Start ENTRIES SHOWN

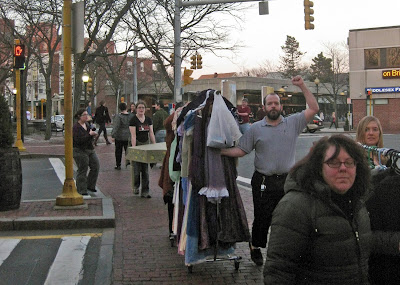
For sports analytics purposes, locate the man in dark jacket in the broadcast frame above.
[94,100,111,146]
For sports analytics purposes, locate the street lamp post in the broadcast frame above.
[82,73,89,107]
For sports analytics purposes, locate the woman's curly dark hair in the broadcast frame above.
[290,135,371,196]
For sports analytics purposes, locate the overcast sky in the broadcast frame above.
[191,0,400,78]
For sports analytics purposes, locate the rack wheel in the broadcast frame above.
[234,259,240,270]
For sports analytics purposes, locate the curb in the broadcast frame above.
[0,198,115,231]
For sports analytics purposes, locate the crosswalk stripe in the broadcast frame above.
[236,176,251,184]
[0,233,103,239]
[0,239,21,265]
[44,236,90,285]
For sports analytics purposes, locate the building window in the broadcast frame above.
[364,48,381,69]
[386,47,400,67]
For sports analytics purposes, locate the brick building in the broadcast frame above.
[349,26,400,133]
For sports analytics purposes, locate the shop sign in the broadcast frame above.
[382,69,400,79]
[365,86,400,94]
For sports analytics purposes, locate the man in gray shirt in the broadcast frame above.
[221,76,319,265]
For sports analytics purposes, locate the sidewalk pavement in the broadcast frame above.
[0,130,352,285]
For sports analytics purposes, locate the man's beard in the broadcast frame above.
[267,110,282,121]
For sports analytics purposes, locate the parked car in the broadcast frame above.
[303,115,324,133]
[51,115,65,130]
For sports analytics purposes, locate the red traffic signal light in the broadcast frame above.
[14,44,25,69]
[196,54,203,69]
[304,0,314,30]
[86,78,93,93]
[190,55,196,69]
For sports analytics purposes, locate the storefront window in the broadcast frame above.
[364,49,381,68]
[386,47,400,67]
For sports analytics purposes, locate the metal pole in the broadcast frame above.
[56,0,84,206]
[14,40,26,151]
[130,45,139,104]
[174,0,182,102]
[84,82,87,104]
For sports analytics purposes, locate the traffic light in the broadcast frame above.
[86,77,93,93]
[190,55,196,69]
[196,54,203,69]
[304,0,314,30]
[183,67,193,86]
[14,44,25,69]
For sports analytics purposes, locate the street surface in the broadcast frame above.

End ENTRIES SHOWN

# EXERCISE AIM
Rewrite all of the lines above with "broadcast frame" switched to "match footage still" and nothing else changed, leaving out the pictures.

# OUTPUT OF THE TASK
For sports analytics purposes, locate the man in dark jacket in the match footage still above.
[94,100,111,146]
For sports analytics purposes, locate the street lamp post in the match footage still above.
[82,73,89,107]
For sports analytics purposes, locate the woman's curly dark hair in the match footage still above.
[290,135,371,196]
For sports analytics purposes, locate the overcast sky in the match footage still above.
[191,0,400,78]
For sports analytics purposes, locate the rack wheel in the match footage still above.
[234,259,240,270]
For sports analytics purposes, locate the curb in the match footage still above.
[0,198,115,231]
For sports analytics purposes, locate the crosswalk stripe in the match footage still above.
[236,176,251,184]
[0,233,103,239]
[0,239,21,265]
[44,236,90,285]
For sports analytics purposes, locate the building window in the match footage still above.
[364,48,381,69]
[386,47,400,67]
For sports analytics purposes, locate the brick building in the match footage still above.
[349,26,400,133]
For sports analytics purposes, locate the shop sign in the match footage still above.
[382,69,400,79]
[365,86,400,94]
For sports analytics purposes, locate the man in gray shirt in the match footage still above.
[221,76,319,265]
For sports analytics purposes, locate the sidewalk pavement in the match footage still above.
[0,130,352,285]
For sports analytics purposes, locate the man's beard in the match footage still above.
[267,110,282,121]
For sports analytics purposes, locate the parked car in the match footage still above.
[303,115,324,133]
[51,115,65,130]
For sports analytics purposes, locate the red traffic signal light in the match footage still above.
[14,44,25,69]
[196,54,203,69]
[304,0,314,30]
[86,78,93,93]
[190,55,196,69]
For sports analytics purposes, locate the storefront window in the match footage still above.
[364,49,381,68]
[386,47,400,67]
For sports analytics purposes, locate the metal pole in the match footage still above.
[56,0,84,206]
[14,40,26,151]
[130,45,139,104]
[174,0,182,102]
[84,82,87,104]
For sports analytics purposes, locate the traffic light in the match footage still above.
[86,77,93,93]
[190,55,196,69]
[196,54,203,69]
[304,0,314,30]
[183,67,193,86]
[14,44,25,69]
For sports analytics purposes, locate the street surface in the match footage still above.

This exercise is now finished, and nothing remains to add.